== WORK ORDER ==
Beginning with the line below that contains "of the closet" and ending with the line that contains "fan motor housing.", copy every line exactly. Copy nothing else.

== PROVIDED RECORDS ==

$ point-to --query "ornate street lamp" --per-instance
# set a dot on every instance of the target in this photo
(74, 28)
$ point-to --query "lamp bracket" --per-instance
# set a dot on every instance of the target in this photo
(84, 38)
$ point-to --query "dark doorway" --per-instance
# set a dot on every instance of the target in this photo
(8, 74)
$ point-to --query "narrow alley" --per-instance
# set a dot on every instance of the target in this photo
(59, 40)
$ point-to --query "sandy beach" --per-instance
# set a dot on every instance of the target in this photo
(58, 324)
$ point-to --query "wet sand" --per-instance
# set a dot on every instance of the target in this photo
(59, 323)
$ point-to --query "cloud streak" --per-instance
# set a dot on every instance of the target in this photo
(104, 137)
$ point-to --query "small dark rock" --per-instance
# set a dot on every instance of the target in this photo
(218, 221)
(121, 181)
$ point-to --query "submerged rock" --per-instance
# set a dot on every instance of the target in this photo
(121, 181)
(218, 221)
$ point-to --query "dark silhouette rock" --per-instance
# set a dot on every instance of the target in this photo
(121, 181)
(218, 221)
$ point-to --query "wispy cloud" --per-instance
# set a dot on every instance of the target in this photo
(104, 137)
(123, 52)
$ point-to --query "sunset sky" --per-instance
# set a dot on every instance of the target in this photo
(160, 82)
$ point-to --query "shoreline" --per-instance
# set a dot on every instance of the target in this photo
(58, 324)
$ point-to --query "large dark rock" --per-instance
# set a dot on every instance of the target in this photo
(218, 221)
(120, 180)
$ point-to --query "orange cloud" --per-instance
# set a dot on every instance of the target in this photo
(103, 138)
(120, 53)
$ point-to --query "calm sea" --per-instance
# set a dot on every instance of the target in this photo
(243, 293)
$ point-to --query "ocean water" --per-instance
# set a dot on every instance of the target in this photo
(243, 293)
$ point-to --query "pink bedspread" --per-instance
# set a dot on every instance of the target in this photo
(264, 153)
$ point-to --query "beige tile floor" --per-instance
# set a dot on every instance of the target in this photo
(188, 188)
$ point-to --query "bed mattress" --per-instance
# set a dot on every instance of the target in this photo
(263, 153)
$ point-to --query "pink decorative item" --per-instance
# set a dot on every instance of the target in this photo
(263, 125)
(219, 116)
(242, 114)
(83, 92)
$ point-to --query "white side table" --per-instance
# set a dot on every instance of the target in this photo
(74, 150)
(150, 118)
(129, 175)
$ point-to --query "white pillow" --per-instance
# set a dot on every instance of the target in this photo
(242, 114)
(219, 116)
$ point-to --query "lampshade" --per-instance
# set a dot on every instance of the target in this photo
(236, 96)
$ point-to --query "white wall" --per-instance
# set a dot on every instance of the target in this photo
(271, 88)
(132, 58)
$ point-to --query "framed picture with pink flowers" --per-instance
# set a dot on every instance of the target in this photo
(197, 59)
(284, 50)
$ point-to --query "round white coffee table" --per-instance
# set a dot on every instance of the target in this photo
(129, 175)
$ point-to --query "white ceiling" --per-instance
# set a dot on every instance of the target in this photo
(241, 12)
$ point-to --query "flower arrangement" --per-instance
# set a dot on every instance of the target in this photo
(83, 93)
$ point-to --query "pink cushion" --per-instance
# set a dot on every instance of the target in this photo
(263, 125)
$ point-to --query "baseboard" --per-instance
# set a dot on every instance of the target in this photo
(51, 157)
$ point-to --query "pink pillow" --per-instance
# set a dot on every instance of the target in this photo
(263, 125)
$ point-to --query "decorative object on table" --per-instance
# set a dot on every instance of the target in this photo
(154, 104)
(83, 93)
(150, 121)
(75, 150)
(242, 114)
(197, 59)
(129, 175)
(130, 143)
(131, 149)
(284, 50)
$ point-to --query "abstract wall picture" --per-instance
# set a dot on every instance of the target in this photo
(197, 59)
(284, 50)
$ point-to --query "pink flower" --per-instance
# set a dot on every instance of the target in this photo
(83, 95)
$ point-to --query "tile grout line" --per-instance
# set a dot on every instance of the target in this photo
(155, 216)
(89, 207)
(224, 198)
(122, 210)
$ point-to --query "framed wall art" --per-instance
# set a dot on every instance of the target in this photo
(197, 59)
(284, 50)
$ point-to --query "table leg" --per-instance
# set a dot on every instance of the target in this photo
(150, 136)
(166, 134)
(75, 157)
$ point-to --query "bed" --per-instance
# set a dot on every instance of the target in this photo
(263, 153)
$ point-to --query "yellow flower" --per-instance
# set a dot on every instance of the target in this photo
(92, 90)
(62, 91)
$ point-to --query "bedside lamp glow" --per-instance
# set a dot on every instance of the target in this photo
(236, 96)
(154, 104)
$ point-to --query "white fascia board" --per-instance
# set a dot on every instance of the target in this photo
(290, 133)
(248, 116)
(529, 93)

...

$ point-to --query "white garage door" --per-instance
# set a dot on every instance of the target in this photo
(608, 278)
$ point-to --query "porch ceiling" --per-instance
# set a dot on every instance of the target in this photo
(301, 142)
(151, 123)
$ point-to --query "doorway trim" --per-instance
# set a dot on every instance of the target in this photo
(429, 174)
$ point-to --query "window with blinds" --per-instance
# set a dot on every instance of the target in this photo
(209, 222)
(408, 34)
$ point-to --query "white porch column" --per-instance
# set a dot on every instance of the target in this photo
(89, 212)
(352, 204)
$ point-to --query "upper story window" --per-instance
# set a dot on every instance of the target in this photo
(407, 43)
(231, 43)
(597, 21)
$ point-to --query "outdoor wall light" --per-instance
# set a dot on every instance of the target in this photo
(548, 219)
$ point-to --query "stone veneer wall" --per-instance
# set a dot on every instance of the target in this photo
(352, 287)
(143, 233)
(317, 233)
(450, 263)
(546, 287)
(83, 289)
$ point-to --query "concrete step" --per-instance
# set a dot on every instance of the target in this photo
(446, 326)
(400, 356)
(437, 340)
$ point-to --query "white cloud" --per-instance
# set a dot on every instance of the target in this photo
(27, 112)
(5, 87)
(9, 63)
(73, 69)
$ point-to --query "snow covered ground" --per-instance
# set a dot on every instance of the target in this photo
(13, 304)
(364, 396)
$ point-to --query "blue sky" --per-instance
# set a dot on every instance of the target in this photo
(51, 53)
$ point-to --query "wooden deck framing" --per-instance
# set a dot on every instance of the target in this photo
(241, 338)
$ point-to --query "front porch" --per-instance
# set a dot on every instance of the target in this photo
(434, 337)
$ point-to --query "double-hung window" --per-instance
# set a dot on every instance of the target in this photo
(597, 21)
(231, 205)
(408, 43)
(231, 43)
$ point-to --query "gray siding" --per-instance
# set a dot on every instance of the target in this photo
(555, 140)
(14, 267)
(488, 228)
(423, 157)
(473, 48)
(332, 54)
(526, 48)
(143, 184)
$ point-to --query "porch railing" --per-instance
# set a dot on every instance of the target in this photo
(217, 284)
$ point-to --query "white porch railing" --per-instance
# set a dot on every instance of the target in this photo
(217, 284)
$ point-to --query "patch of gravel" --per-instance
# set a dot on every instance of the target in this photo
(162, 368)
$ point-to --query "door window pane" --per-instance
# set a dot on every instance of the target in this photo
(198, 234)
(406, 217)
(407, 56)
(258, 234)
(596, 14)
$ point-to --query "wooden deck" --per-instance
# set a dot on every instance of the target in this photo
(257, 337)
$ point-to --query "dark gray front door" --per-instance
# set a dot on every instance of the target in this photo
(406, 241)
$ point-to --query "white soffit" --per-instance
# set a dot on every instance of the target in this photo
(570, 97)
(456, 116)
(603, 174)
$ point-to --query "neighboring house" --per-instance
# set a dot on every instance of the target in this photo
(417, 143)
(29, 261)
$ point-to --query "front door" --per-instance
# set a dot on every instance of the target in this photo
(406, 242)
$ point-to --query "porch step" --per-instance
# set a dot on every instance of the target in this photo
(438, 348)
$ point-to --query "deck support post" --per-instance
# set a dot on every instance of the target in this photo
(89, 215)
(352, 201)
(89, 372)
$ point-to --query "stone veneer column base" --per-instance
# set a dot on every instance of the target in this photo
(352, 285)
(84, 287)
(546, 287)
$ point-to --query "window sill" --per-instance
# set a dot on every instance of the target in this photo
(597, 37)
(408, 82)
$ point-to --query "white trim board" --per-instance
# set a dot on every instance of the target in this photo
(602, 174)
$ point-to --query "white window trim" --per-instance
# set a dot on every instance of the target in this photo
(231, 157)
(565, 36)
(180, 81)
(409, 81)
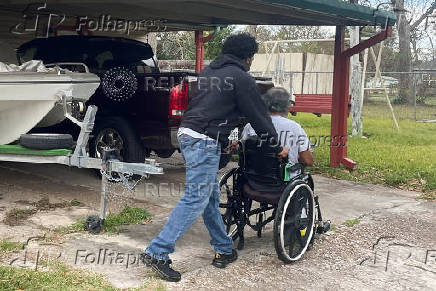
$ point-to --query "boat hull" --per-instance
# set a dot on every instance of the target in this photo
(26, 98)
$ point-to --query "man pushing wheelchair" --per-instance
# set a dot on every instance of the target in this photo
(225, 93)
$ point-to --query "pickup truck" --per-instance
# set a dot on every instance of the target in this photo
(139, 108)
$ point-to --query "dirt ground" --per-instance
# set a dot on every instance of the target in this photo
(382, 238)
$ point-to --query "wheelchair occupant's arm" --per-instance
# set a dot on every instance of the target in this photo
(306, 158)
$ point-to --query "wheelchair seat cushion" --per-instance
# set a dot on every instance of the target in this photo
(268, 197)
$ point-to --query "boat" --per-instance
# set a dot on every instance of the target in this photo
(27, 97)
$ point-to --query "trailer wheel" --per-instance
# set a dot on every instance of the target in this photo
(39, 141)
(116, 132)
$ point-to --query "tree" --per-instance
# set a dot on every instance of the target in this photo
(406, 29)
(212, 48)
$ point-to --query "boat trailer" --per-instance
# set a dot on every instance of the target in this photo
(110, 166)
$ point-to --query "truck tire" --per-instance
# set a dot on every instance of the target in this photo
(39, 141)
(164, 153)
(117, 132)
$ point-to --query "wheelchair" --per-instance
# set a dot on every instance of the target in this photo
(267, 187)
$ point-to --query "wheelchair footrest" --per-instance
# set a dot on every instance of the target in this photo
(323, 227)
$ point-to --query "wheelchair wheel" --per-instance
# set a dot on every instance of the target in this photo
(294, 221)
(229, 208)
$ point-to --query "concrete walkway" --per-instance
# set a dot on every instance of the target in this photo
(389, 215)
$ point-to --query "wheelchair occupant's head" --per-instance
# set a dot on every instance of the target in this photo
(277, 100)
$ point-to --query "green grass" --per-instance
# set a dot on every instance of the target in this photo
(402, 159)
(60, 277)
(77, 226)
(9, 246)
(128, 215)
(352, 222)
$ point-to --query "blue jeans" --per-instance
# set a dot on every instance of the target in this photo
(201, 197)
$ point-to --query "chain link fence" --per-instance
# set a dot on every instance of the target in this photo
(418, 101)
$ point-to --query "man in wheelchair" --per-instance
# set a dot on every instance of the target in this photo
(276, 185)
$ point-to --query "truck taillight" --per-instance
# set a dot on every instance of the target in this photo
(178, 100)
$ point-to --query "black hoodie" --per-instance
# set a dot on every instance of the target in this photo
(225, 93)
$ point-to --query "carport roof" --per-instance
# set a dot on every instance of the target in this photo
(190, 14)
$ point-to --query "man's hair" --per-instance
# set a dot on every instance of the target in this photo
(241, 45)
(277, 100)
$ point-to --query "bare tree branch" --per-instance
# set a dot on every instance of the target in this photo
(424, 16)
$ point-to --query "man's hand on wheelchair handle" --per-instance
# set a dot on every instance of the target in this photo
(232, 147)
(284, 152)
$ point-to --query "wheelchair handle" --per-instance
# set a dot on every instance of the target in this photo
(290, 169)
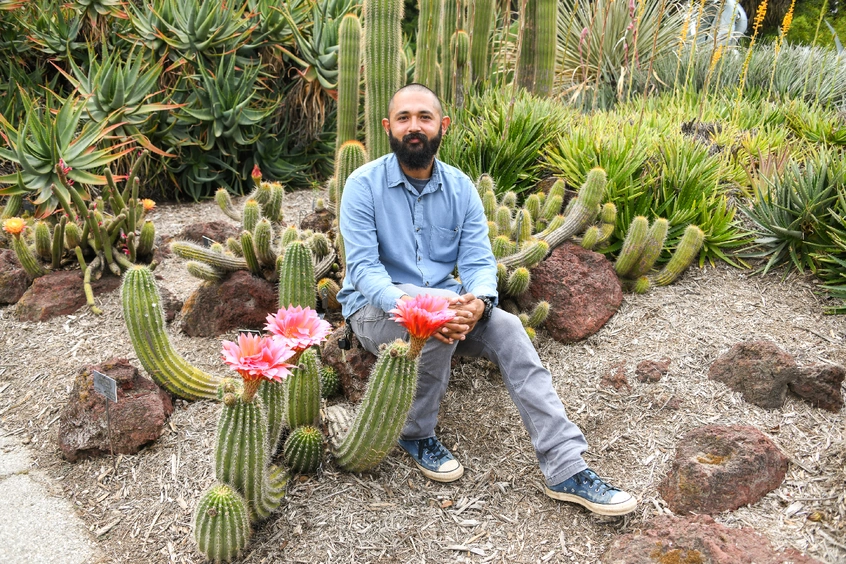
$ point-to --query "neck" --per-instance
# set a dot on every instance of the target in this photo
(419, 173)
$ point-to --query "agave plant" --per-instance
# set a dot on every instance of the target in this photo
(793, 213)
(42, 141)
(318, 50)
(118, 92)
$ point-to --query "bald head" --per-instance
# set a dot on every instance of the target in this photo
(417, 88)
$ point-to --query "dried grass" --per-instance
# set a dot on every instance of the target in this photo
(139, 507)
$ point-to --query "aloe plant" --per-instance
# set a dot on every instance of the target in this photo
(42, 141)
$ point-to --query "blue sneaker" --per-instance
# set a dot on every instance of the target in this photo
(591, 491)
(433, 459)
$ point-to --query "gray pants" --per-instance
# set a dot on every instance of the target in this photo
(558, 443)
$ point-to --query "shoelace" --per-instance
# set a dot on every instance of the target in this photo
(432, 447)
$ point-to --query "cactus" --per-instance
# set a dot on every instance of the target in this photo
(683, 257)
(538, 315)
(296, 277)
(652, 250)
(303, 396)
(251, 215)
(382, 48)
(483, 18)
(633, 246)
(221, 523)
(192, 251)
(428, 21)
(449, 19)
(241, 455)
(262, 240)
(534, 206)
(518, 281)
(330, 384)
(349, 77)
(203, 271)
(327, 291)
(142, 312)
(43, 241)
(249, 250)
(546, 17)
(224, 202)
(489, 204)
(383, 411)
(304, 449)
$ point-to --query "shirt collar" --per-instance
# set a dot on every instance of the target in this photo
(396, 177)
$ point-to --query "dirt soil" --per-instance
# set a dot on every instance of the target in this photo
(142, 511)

---

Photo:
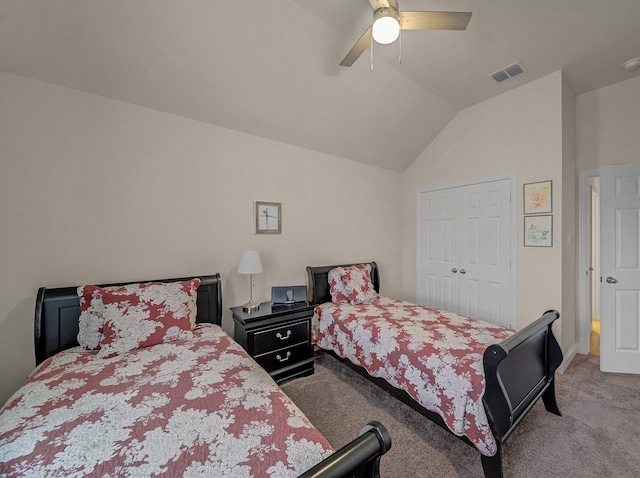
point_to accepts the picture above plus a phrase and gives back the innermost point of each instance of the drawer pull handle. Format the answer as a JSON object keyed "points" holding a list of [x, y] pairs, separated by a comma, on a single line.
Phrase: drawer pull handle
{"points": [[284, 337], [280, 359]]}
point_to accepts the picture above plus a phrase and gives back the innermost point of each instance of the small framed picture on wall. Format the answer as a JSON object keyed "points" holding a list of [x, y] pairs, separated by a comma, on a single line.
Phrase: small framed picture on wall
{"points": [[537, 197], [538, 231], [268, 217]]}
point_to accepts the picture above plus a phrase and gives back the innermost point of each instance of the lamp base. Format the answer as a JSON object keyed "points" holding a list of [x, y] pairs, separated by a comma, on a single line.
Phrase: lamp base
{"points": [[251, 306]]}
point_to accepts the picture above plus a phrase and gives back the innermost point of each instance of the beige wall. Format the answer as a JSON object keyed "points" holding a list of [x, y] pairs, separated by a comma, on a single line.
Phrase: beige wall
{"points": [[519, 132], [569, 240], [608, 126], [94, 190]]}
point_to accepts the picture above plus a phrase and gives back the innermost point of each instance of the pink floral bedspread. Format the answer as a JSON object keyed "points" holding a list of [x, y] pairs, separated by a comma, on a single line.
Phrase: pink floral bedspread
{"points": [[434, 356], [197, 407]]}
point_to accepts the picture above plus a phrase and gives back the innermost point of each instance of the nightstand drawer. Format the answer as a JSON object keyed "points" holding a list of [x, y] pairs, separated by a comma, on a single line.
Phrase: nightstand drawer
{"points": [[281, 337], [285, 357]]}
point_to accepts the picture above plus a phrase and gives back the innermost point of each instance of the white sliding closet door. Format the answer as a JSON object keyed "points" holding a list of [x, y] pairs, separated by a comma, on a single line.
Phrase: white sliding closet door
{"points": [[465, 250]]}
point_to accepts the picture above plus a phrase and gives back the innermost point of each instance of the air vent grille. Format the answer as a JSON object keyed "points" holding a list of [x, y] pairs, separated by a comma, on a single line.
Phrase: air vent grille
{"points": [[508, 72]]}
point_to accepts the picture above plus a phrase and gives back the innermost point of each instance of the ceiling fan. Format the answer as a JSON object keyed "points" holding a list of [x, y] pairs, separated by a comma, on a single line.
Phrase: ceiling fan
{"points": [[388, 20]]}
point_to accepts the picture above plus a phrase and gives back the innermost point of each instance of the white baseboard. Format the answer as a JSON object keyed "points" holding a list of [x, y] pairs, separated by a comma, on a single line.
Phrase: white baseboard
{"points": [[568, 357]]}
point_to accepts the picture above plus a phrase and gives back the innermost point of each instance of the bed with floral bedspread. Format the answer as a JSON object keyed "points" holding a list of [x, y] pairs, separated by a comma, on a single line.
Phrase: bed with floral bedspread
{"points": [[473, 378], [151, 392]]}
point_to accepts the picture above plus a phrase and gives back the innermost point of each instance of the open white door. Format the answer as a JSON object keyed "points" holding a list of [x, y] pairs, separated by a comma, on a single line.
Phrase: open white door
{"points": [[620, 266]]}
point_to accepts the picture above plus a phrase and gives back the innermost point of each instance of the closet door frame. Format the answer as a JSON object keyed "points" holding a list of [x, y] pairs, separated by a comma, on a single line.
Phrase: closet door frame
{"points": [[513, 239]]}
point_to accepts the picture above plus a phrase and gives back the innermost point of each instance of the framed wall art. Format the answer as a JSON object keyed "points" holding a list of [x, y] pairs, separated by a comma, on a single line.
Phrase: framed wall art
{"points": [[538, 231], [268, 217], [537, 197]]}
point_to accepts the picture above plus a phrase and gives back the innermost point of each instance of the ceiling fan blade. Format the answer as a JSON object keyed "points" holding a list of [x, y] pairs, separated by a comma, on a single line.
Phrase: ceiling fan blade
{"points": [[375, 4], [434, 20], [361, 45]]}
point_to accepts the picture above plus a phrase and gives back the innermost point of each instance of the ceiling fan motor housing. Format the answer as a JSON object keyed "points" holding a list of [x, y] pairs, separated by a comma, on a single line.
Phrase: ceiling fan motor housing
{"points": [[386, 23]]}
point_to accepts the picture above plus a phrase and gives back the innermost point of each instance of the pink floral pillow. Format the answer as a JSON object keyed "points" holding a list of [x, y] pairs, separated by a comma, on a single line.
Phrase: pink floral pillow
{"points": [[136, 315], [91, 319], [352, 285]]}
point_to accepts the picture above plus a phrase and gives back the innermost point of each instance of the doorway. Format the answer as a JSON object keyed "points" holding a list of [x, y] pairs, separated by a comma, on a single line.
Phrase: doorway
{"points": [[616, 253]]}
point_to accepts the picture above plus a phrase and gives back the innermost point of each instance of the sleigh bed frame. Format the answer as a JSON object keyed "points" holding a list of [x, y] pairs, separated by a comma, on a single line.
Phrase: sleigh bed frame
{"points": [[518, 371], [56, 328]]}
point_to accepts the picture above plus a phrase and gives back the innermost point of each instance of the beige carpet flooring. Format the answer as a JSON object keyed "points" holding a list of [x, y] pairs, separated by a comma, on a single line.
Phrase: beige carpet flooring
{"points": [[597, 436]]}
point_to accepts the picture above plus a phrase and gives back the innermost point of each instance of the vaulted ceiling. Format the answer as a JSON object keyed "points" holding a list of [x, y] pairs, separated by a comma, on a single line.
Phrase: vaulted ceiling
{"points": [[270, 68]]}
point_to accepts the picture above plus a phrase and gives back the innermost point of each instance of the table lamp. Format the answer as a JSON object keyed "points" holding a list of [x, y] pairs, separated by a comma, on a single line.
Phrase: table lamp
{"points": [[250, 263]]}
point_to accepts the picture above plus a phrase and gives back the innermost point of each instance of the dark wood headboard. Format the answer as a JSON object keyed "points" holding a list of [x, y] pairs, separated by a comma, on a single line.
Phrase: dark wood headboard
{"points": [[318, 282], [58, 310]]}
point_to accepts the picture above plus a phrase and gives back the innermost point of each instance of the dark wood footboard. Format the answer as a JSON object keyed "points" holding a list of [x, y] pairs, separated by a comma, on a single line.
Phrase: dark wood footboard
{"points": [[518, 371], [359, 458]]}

== ANSWER SECTION ==
point_to accepts the picture above plus a phrase and gives back the innermost point of each instance of the closet door frame. Format the answer as a JSON object keyed "points" holding a list of [x, y] pairs, separated by a comma, on a single line.
Phrase: closet door frame
{"points": [[513, 239]]}
point_to accepts the picture above plus a phrase and gives back the innermost point of each instance of the framed wall art. Format the answer as a JSON object keyed "points" holding a list of [x, y] pairs, separated by a comma, on a single line.
Phrase: framed wall art
{"points": [[538, 231], [268, 217], [537, 197]]}
point_to accepts the picture above plus a phrase and gives back the innermost point of each instance of the ceiling fan blade. Format the answer as a JSON object keyed "points" holding a list of [x, y] pairs, separated by a comma, on a single line.
Phrase: ceiling fan blade
{"points": [[375, 4], [434, 20], [361, 45]]}
point_to accepts the picture above plus a phrase and gives back the innermost point of each instance of the ceiling fan motor housing. Format the answer as a JSON object keyed "points" holding a list of [x, y] pairs, separated by a comma, on a single line.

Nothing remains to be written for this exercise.